**Supplied information**
⁂
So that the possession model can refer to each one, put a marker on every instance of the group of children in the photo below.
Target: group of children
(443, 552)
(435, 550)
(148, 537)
⁂
**Required work**
Please gather every line from the entries above that contains the word "children", matching case exactly.

**Finished task**
So that the possession model can refer to each one, put a marker on every instance of the group of children in the photo below.
Target: group of children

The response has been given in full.